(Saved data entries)
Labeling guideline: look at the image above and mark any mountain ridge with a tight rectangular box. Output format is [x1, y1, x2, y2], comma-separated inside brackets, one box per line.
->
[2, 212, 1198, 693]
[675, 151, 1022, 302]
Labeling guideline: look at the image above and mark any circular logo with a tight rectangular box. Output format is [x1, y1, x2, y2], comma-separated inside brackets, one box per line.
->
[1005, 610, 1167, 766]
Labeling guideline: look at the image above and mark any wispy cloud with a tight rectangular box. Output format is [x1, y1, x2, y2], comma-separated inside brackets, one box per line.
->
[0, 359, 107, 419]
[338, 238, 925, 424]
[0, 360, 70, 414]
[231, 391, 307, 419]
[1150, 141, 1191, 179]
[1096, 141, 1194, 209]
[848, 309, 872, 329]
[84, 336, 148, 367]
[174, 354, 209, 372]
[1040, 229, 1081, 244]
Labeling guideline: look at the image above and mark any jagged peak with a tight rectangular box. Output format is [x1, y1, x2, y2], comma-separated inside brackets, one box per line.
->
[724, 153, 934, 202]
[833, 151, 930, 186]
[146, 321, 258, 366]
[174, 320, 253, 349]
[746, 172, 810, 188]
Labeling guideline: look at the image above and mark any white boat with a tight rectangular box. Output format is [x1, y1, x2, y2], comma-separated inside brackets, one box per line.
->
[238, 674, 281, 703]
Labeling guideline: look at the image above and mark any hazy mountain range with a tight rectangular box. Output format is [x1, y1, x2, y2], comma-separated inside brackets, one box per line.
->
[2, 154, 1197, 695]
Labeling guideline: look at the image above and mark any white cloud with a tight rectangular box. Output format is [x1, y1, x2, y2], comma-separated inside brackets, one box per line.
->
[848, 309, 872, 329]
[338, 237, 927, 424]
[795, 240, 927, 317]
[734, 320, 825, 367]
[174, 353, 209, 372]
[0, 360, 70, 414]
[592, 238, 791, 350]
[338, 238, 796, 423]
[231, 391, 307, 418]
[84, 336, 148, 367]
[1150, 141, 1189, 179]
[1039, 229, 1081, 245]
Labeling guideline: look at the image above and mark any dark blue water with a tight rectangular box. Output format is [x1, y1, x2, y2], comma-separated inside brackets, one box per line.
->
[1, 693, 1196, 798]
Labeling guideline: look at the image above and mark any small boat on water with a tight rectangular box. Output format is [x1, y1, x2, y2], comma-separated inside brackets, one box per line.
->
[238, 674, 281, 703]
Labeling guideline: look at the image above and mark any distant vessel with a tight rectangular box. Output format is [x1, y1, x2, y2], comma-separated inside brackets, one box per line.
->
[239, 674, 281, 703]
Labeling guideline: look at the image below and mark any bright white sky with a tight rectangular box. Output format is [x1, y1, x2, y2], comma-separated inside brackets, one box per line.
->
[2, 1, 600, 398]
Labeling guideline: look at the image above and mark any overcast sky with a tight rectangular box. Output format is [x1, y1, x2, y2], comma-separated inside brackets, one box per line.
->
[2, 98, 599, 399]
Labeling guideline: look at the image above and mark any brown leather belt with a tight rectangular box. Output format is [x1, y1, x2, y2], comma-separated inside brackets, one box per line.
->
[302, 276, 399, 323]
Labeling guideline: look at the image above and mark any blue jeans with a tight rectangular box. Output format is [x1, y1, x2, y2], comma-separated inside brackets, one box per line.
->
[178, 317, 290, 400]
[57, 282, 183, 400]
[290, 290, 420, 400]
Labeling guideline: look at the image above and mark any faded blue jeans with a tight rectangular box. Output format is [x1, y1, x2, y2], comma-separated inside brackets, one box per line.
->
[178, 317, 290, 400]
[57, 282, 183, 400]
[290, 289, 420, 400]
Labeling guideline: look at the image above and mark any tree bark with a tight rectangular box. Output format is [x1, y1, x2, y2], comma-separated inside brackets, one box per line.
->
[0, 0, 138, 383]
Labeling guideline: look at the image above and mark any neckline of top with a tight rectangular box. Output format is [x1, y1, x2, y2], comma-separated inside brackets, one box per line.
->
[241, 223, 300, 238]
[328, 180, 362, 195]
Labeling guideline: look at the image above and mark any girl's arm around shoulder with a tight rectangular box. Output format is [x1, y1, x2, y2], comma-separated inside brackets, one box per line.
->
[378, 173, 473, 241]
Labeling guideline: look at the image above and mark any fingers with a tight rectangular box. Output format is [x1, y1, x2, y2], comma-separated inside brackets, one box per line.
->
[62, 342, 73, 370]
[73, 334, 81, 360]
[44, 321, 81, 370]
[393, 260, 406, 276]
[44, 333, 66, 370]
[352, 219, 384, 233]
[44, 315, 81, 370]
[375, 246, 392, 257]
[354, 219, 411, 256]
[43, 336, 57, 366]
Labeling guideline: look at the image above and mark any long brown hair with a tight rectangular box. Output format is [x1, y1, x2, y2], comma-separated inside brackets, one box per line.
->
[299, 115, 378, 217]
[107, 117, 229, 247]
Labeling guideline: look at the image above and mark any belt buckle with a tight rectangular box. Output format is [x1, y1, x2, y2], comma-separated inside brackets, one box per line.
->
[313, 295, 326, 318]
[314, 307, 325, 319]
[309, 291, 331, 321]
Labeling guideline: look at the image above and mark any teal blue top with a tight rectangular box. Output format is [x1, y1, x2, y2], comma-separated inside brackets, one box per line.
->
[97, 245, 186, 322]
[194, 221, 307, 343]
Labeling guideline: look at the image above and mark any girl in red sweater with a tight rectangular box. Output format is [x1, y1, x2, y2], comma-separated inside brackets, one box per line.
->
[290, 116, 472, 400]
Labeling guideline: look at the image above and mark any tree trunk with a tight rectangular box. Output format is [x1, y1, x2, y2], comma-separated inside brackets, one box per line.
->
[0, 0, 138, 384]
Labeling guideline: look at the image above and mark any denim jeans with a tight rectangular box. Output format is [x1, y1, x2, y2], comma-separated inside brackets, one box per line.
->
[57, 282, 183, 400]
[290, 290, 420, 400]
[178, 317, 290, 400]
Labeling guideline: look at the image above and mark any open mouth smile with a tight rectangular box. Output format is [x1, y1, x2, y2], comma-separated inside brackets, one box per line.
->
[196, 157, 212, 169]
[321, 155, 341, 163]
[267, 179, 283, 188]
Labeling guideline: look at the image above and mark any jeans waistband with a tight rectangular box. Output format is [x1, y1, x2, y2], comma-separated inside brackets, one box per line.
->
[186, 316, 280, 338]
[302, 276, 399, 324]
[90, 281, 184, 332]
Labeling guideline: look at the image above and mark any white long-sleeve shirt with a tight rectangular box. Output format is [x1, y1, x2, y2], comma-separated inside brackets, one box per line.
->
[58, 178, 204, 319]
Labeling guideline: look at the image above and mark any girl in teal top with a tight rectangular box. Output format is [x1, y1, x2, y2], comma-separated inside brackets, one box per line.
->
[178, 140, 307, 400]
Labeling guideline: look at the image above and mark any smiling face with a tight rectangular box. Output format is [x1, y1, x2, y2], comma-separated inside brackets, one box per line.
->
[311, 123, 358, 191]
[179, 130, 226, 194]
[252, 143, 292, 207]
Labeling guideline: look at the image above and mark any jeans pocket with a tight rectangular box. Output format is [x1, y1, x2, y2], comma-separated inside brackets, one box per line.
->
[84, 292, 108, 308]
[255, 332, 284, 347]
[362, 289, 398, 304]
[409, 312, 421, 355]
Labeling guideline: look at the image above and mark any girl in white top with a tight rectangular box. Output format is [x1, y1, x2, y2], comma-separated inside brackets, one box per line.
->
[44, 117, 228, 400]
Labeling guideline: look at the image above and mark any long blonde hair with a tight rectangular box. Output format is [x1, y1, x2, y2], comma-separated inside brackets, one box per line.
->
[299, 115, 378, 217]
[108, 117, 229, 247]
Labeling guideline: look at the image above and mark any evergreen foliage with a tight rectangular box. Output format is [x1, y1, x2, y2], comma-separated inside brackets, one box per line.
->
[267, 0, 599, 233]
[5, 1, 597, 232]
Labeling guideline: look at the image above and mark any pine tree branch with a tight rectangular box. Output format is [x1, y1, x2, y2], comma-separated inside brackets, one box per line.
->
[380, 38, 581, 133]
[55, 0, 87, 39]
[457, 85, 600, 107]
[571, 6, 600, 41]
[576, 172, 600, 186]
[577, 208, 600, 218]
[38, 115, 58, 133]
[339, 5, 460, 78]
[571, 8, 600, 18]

▸ WHAT YOU HAVE TO DO: Say how many lines of the data above include the word "belt", and add nothing further.

▸ TASK RESPONSE: 2